Live at Donte’s (1976)
Gabor Szabo Quartet

  1. It Happens (Tony Dumas)
  2. Here’s That Rainy Day (J. Burke/J. Van Heusen)
  3. Little Boat (Kaye/Menescal/Boscoli)
  4. (unknown title)
  5. Alicia [a.k.a. Time] (Gabor Szabo)
  6. Concorde (Nightflight) (Ritchie Rome/Gabor Szabo)
  7. Comin’ Back (C. Otis/G. Szabo)

Gabor Szabo – guitar
Joanne Grauer – piano (2-4, 6, 7), electric piano (1,5)
Tony Dumas – bass
Sherman Ferguson – drums  

Recorded live at Donte’s, North Hollywood, California on October 30, 1976

Note: Szabo was appearing at Donte’s Friday, October 29 and Saturday, October 30, 1976. At one point during this performance, he wishes drummer Sherman Ferguson a happy birthday. Mr. Ferguson’s birthday is October 31. Presumably, this performance is from the night before Mr. Ferguson’s birthday.

(private tape)

The distracted patrons act indifferently to Szabo’s solo introduction (admittedly, a bit of noodling), but instantly yield to the funk of Tony Dumas’ Szaboesque “It Happens.” This is one tune the guitarist should have recorded. It burns with the gypsy intensity he patented and simmers with a dark, rolling rhythm that keeps him interested and interesting.

Joanne Grauer is then featured in a lovely version of “Here’s That Rainy Day.” Here, Szabo almost seems like the guest of honor. It is very much Grauer’s show at this point and she delivers a touching rendition of the popular ballad.

DATA SUPPLIED:
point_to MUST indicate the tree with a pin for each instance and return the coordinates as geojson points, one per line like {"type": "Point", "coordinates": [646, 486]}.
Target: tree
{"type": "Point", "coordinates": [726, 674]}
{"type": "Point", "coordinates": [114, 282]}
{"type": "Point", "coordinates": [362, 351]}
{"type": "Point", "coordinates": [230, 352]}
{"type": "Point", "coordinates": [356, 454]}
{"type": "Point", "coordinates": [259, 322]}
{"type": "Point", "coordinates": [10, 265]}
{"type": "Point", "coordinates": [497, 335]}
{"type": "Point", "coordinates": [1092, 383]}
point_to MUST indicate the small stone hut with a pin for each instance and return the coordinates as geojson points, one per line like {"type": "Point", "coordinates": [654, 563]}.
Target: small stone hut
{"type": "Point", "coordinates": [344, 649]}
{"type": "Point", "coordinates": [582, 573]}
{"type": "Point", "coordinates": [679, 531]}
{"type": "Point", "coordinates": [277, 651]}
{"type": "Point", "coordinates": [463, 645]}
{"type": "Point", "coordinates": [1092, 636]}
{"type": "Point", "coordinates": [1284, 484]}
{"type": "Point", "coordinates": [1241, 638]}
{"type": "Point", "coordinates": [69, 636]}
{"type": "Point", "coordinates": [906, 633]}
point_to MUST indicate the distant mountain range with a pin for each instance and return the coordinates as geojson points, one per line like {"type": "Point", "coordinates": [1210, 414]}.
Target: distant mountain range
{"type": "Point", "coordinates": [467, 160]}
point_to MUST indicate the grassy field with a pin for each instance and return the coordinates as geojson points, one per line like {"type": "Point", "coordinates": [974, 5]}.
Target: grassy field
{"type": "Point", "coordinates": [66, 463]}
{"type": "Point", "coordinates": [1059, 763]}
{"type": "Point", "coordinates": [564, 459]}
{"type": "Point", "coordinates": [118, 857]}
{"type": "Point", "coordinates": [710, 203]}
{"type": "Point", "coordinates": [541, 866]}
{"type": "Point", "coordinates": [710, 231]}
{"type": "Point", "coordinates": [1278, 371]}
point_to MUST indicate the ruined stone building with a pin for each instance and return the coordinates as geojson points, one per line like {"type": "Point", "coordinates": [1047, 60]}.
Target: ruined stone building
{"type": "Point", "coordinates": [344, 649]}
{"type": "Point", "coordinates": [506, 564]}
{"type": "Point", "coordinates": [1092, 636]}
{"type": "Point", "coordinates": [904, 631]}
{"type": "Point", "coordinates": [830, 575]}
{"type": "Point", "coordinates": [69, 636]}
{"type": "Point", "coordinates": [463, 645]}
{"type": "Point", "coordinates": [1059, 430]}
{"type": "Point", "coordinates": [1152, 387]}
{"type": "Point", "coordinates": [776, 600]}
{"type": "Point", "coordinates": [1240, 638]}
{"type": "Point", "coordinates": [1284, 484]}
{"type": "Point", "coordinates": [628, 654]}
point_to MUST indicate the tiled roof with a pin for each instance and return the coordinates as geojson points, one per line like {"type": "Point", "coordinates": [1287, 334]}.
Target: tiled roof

LIST OF TASKS:
A – From the Live at Donte's page, transcribe the passage between "Tony Dumas –" and "(private tape)", inclusive.
B – According to the Live at Donte's page, why is this performance thought to come from Saturday, October 30 rather than Friday, October 29? Answer in one to three sentences.
C – Pick up the Live at Donte's page after its final sentence and keep writing it.

ANSWERS TO THE EXERCISE:
A –
Tony Dumas – bass
Sherman Ferguson – drums  

Recorded live at Donte’s, North Hollywood, California on October 30, 1976

Note: Szabo was appearing at Donte’s Friday, October 29 and Saturday, October 30, 1976. At one point during this performance, he wishes drummer Sherman Ferguson a happy birthday. Mr. Ferguson’s birthday is October 31. Presumably, this performance is from the night before Mr. Ferguson’s birthday.

(private tape)

B – During the performance, Szabo wishes drummer Sherman Ferguson a happy birthday, and Ferguson's birthday is October 31. The performance is therefore presumed to be from the night before his birthday, October 30.

C –
A swinging bossa nova follows, fueled by Ferguson (a drummer who knows how to make a samba exciting). Szabo is positively inspired; providing fiery liquid runs and, in a mid-section solo, generating playful chordal flurries. “Little Boat” is a showstopper and a marvelous way to conclude a brief, but exciting set.

The next set finds Szabo and company in a more melodic mood. The remaining numbers, particularly “Alicia” and “Concorde,” suffering overproduction in the recording studio, have a welcome air of intimacy here. The empathic rhythm section is a considerable asset.

Szabo’s personality seemed to come out and play here; so often entrapped by fussy arrangements on record. “Concorde,” especially, has a warmth (and significance) in performance that is completely absent on Nightflight.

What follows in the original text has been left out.